POTUS hosts roundtable on healthcare as Americans seek solutions for high prices
Amid a healthcare cost crisis in America, the Trump administration held an important roundtable discussion rural healthcare and the newly introduced ‘Great Healthcare Plan’
by Summer Lane | January 16, 2026
President Donald Trump held a roundtable discussion at the White House on Friday, focusing on rural healthcare in the United States.
The discussion included conversations on critical funding and the newly announced “Great Healthcare Plan” pitch for broader America.
In late December, the Trump administration announced a landmark $50 billion Rural Health Transformation Program – a key part of the One Big Beautiful Bill Act signed into law last July.
According to the White House, it represents the largest federal investment in rural healthcare in American history and will disperse funding to all 50 states over the next five fiscal years.
This may be little comfort to those Americans whose monthly insurance premiums have skyrocketed by up to 114 percent since January 1, thanks to the expiration of the Obamacare-era enhanced tax credits.
As for the rural healthcare program, the president said the fund was made possible due to the Trump administration’s work to cut down on waste, fraud, and abuse in Medicaid.
“Only seven percent of the annual Medicaid spending on rural hospitals has gone to rural hospitals,” the president said, slamming Obamacare. “…As a result, rural healthcare facilities have suffered from low occupancy rates, workforce shortages, and failing problems that put Band-Aids – literally, put Band-Aids – over the problems in those communities, and we’re not going to have that.”
He also alluded to his healthcare framework pitch, the “Great Healthcare Plan,” which he has called upon Congress to codify. The core tenets of his plan include permanently lowering the cost of prescription drug prices and, instead of subsidizing healthcare insurance companies, allowing federal money to flow to the “people.”
“They spent hundreds of billions of dollars, and we’re going to have that money…given to the people, we’re going to circumvent the insurance companies,” he said on Friday.

▸ **Exercise brief**:
Duplicate the passage of the rural healthcare article from "In late December, the" to "enhanced tax credits.". Rely only on the text above.

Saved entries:

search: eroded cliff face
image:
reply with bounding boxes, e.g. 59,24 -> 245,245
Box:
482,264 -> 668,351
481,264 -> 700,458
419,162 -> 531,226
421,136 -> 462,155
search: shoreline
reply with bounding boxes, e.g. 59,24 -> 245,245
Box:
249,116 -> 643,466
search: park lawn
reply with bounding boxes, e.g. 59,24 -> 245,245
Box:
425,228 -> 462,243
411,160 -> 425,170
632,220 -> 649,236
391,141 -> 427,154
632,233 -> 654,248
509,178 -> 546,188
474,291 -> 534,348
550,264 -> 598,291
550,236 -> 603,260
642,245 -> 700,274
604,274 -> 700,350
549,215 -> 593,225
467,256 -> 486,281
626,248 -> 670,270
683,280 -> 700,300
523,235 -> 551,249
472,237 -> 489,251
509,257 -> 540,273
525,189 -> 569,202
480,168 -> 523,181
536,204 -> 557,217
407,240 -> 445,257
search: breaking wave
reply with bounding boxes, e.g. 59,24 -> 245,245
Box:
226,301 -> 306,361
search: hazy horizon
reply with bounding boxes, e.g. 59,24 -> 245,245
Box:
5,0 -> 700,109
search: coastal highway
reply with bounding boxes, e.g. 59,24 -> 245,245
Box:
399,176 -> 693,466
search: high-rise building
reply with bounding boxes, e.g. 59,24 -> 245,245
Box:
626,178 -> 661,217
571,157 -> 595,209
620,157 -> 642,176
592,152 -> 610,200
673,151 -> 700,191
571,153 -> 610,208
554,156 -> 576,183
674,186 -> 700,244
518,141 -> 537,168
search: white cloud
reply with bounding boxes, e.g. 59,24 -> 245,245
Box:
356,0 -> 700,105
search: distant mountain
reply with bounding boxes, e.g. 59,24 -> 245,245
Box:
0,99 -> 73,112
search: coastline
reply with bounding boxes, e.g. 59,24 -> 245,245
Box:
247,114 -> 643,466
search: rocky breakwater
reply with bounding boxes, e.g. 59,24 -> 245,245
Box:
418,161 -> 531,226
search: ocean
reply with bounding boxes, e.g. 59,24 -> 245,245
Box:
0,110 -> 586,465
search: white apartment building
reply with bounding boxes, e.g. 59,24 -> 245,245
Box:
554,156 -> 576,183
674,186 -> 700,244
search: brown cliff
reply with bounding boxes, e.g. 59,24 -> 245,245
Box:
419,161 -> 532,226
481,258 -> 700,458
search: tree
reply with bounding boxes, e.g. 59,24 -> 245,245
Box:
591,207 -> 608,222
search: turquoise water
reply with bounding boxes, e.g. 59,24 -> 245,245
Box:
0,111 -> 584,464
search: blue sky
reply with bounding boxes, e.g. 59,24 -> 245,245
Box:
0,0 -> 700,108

▸ **Response to this exercise**:
In late December, the Trump administration announced a landmark $50 billion Rural Health Transformation Program – a key part of the One Big Beautiful Bill Act signed into law last July.
According to the White House, it represents the largest federal investment in rural healthcare in American history and will disperse funding to all 50 states over the next five fiscal years.
This may be little comfort to those Americans whose monthly insurance premiums have skyrocketed by up to 114 percent since January 1, thanks to the expiration of the Obamacare-era enhanced tax credits.